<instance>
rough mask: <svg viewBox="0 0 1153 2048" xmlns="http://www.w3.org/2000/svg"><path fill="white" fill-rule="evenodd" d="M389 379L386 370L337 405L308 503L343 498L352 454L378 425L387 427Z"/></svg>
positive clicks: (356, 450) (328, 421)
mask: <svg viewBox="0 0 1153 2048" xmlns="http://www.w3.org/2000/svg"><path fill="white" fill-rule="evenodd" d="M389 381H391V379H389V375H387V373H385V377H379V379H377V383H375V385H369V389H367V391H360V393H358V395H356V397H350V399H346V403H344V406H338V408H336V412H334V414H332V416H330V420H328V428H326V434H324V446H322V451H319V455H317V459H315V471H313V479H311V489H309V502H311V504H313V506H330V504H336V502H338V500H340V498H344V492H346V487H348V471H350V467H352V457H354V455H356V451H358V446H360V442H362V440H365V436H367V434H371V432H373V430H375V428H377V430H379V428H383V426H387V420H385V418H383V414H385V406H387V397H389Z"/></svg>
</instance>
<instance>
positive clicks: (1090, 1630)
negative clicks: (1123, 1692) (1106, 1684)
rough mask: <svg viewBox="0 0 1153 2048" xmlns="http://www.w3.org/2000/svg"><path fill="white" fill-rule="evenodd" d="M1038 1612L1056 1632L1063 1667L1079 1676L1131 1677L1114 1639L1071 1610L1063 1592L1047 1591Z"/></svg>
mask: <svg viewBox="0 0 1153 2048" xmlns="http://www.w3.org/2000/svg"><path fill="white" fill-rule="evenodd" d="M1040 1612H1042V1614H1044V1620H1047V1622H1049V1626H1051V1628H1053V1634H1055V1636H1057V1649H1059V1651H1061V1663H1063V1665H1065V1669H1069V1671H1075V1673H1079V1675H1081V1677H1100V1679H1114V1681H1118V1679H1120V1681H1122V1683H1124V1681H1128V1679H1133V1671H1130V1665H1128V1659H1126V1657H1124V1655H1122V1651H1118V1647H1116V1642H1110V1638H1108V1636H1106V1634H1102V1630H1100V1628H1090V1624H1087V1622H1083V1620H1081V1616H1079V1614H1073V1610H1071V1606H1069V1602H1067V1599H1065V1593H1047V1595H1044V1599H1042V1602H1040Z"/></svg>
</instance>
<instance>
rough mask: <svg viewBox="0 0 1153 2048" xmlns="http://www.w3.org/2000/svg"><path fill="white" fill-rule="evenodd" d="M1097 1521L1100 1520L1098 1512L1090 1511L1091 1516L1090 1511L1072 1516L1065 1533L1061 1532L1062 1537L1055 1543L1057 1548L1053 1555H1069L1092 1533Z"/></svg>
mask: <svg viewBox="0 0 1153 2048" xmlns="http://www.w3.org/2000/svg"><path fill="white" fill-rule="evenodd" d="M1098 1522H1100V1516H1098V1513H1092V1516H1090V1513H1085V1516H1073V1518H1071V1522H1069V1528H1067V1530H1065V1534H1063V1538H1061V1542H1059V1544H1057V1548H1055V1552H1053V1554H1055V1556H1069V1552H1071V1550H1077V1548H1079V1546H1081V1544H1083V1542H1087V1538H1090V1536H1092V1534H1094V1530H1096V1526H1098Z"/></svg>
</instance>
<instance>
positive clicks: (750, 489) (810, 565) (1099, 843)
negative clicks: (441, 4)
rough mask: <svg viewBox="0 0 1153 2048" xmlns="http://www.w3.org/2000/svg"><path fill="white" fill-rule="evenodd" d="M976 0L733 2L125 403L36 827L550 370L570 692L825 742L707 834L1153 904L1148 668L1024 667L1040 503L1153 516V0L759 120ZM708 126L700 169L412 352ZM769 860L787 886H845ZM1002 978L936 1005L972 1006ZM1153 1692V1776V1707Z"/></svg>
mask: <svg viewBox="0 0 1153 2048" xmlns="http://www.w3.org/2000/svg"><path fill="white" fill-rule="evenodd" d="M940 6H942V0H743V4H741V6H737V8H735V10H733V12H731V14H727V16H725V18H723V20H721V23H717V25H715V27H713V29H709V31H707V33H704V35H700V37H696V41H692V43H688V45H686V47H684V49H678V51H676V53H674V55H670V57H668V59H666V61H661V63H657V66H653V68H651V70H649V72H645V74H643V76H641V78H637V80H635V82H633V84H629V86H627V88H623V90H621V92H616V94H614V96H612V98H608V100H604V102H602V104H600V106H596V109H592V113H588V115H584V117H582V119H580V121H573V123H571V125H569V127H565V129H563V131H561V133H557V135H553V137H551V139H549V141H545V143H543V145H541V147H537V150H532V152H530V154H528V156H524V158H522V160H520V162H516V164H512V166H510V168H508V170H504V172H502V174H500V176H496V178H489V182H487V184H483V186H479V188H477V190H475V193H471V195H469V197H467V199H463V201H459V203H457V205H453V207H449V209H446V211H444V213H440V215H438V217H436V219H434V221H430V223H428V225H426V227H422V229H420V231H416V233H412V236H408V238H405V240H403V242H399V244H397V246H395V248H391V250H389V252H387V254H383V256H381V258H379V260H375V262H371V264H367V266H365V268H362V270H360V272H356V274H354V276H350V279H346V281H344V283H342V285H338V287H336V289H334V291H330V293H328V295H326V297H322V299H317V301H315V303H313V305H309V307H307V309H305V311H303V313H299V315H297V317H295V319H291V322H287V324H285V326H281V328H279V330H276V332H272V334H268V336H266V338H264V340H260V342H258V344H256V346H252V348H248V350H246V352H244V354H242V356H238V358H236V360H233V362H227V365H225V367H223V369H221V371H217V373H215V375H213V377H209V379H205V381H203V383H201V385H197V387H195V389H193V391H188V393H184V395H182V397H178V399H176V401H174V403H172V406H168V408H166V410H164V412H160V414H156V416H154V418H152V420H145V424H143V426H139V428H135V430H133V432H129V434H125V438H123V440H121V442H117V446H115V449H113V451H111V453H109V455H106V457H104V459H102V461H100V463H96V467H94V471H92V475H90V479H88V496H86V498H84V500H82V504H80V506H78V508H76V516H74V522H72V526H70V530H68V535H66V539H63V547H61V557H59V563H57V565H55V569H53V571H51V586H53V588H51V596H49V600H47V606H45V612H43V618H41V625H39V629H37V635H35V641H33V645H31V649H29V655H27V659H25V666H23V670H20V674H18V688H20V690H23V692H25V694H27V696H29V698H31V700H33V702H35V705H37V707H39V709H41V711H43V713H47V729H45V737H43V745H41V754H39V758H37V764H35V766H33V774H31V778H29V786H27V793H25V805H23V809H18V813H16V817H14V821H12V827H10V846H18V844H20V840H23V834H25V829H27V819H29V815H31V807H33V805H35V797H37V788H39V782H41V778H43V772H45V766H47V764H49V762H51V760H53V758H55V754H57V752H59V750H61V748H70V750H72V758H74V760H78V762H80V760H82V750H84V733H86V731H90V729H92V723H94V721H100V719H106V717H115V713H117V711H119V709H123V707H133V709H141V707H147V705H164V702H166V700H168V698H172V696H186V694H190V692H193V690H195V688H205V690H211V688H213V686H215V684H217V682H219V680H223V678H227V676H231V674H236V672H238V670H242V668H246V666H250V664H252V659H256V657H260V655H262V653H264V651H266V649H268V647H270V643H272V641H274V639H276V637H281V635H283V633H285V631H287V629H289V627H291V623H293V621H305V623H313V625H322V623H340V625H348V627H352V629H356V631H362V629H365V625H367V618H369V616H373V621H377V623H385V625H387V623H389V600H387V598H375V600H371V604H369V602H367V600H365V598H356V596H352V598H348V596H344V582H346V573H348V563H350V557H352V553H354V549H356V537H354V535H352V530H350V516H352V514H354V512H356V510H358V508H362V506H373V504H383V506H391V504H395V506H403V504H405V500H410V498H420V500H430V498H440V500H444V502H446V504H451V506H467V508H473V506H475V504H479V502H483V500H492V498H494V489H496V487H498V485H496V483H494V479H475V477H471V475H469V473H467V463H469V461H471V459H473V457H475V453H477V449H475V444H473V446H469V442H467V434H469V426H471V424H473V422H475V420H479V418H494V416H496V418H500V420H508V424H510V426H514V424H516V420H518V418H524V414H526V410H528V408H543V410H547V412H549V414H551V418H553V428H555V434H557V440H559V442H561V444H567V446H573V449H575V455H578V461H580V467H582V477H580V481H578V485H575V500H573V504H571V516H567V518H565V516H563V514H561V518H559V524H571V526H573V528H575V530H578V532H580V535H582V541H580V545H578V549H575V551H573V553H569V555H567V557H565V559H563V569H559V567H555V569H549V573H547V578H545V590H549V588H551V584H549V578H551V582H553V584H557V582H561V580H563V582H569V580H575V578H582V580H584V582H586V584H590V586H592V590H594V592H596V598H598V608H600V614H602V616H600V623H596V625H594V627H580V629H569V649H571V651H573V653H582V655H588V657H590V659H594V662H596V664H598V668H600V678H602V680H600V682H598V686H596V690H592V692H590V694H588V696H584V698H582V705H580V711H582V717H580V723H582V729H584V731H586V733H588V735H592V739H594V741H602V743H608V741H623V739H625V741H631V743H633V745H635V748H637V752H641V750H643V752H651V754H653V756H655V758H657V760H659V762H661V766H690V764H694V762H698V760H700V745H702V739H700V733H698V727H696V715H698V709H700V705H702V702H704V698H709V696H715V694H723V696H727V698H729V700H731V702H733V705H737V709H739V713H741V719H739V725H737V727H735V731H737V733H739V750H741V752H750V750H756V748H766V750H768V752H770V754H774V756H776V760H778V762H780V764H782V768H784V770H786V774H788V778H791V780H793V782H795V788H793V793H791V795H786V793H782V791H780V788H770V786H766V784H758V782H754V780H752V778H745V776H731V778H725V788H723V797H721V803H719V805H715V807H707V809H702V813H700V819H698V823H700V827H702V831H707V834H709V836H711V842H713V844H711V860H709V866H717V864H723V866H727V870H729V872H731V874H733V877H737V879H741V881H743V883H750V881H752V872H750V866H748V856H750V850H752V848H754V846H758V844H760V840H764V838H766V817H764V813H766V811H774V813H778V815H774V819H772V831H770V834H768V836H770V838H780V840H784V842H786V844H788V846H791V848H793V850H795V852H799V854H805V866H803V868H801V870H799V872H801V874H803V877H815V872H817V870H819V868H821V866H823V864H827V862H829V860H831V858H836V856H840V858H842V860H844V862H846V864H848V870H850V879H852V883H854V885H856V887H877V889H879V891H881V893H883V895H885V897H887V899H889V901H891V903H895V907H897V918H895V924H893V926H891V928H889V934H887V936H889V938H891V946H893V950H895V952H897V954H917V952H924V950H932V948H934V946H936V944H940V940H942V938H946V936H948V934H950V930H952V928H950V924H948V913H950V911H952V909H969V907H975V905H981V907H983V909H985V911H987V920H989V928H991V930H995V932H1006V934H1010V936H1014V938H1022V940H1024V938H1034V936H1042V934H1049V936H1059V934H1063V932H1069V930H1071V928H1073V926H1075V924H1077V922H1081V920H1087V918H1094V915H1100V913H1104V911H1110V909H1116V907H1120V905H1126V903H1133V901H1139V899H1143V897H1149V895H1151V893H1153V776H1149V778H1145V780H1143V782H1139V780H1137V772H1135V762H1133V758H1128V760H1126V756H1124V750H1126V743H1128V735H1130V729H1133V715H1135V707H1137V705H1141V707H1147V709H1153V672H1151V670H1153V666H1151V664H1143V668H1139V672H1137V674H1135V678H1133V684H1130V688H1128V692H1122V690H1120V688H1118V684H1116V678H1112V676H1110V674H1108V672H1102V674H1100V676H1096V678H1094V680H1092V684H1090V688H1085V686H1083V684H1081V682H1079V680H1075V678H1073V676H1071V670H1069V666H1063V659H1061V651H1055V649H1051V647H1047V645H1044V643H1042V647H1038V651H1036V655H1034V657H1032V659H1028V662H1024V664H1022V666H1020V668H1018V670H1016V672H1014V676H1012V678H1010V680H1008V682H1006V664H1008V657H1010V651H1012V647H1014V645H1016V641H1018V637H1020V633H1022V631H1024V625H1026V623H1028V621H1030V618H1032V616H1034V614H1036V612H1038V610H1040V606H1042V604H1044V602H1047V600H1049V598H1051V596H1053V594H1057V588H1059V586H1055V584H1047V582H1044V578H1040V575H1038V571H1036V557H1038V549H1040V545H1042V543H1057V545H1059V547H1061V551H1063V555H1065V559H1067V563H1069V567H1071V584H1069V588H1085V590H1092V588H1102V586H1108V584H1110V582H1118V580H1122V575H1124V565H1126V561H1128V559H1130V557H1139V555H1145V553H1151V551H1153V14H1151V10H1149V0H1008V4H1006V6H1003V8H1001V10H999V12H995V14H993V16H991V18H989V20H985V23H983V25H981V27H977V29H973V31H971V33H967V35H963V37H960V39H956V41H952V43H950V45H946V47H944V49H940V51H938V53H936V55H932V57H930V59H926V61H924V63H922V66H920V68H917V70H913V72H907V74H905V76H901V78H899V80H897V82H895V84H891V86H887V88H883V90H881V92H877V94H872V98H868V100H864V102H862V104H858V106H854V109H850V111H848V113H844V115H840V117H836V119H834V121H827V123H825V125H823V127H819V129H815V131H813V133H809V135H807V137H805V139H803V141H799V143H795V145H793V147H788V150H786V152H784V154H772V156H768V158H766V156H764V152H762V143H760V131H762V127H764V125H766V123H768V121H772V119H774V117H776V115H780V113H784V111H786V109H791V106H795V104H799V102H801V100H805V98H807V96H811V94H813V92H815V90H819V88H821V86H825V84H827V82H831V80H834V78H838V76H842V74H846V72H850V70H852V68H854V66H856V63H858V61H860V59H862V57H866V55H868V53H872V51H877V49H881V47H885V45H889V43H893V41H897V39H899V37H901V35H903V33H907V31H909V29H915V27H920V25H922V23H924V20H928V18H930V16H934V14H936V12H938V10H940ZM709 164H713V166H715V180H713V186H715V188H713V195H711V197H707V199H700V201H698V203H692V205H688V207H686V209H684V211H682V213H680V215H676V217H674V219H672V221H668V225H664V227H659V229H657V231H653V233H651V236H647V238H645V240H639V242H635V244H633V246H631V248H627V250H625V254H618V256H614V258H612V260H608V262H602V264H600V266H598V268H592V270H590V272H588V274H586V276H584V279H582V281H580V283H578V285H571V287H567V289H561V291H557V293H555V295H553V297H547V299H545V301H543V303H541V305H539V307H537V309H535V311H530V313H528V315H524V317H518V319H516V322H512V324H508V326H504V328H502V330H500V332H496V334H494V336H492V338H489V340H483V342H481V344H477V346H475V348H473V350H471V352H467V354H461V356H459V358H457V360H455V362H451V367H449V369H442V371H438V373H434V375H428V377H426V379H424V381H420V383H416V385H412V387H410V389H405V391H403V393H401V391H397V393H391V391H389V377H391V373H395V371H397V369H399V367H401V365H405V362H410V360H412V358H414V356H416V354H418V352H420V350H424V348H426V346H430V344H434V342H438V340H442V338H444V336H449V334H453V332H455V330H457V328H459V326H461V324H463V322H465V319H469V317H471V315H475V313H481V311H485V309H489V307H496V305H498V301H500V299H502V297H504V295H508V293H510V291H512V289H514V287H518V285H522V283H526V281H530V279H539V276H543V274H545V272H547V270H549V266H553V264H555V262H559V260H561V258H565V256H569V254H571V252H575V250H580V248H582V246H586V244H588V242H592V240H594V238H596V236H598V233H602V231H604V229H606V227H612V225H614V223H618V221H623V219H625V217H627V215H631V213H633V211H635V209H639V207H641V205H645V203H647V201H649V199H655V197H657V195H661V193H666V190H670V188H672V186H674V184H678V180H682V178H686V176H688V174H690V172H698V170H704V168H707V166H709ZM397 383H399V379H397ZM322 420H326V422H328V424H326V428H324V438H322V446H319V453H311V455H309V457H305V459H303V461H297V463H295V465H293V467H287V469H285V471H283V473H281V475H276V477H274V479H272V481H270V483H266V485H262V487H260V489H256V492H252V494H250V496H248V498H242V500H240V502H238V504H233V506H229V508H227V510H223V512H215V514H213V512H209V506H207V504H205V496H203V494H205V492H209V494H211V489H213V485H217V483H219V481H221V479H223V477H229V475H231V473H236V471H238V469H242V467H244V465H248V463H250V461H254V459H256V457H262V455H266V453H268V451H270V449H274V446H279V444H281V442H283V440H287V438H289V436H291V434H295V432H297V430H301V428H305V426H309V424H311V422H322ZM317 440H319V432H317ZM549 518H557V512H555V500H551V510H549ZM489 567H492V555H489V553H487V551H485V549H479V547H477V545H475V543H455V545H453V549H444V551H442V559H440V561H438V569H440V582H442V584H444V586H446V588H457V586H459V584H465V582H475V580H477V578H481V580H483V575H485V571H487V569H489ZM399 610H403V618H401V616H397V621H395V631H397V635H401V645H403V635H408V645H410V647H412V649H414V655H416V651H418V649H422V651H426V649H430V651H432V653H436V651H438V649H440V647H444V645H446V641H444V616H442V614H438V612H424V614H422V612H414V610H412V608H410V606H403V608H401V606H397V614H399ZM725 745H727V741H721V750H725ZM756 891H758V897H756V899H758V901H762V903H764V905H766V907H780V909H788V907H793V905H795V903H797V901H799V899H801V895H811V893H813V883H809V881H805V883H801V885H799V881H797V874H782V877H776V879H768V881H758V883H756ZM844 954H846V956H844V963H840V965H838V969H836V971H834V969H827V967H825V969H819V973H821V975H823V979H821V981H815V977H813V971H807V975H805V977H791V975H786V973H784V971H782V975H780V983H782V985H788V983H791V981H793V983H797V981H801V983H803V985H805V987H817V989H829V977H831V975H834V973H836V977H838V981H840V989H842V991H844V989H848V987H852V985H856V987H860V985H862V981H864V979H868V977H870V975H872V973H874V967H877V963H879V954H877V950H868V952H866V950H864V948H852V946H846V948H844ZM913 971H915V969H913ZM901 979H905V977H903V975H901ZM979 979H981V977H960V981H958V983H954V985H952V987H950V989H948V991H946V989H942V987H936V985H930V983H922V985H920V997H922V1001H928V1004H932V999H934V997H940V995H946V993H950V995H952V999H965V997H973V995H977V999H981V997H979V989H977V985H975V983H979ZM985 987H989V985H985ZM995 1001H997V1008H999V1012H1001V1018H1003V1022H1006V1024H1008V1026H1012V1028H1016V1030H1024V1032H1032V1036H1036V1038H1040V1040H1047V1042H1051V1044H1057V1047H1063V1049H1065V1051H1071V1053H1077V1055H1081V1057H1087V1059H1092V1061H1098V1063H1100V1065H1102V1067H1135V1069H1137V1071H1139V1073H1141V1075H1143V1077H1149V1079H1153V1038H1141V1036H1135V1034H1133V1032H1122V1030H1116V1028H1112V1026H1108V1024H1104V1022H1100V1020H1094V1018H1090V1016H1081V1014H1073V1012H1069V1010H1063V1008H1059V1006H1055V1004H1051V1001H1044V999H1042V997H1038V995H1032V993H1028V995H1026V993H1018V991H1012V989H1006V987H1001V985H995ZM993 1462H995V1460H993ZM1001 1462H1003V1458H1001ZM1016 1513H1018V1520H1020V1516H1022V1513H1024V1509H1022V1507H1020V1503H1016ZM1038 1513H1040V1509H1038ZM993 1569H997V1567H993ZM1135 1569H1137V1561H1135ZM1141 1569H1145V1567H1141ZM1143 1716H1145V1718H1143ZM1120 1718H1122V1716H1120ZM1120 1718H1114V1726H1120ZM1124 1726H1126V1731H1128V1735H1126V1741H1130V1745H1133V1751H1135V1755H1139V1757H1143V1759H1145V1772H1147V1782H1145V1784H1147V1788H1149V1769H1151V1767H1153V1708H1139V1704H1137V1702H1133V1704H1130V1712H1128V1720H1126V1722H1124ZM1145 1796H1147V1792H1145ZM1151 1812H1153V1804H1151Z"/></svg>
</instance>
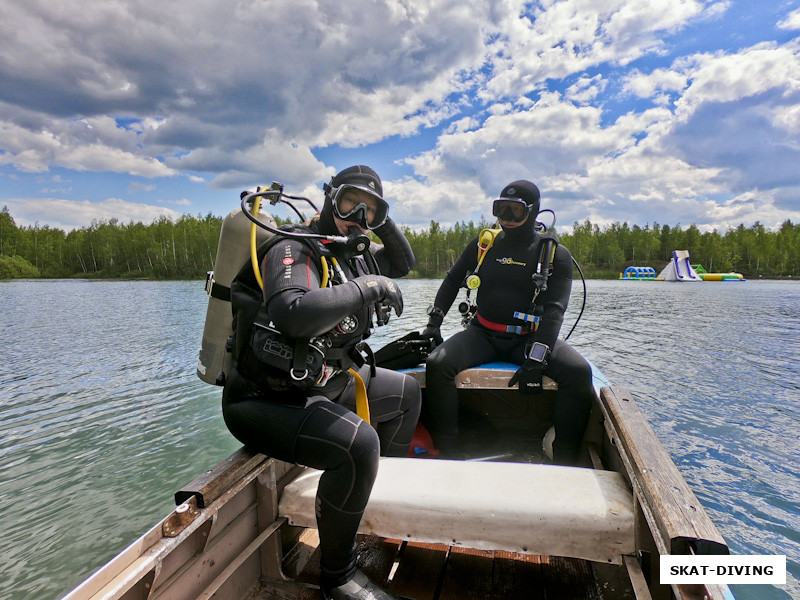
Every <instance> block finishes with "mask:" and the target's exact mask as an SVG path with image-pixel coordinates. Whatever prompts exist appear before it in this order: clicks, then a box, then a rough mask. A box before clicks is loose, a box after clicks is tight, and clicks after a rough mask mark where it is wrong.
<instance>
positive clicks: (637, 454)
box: [600, 387, 728, 554]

-------------------------

• _GOAL OF THE EXERCISE_
In this exercise, copy only the lines from the opening line of the material through the line where "negative clicks: (1123, 1692) (1106, 1684)" appears.

• _RESPONSE FOR THIS EXERCISE_
<instance>
rough mask: <svg viewBox="0 0 1153 2048" xmlns="http://www.w3.org/2000/svg"><path fill="white" fill-rule="evenodd" d="M389 379L386 370L337 405L308 503L343 498L352 454L378 425L387 427Z"/></svg>
positive clicks: (356, 450) (328, 421)
mask: <svg viewBox="0 0 1153 2048" xmlns="http://www.w3.org/2000/svg"><path fill="white" fill-rule="evenodd" d="M389 381H391V379H389V375H387V373H385V377H379V379H377V383H375V385H369V389H367V391H360V393H358V395H356V397H350V399H346V403H344V406H338V408H336V412H334V414H332V416H330V420H328V428H326V434H324V446H322V451H319V455H317V459H315V471H313V479H311V489H309V502H311V504H313V506H330V504H336V502H338V500H340V498H344V492H346V487H348V471H350V467H352V457H354V455H356V451H358V446H360V442H362V440H365V436H367V434H371V432H373V430H375V428H377V430H379V428H383V426H387V420H385V418H383V414H385V406H387V397H389Z"/></svg>
</instance>
<instance>
positive clicks: (1090, 1630)
negative clicks: (1123, 1692) (1106, 1684)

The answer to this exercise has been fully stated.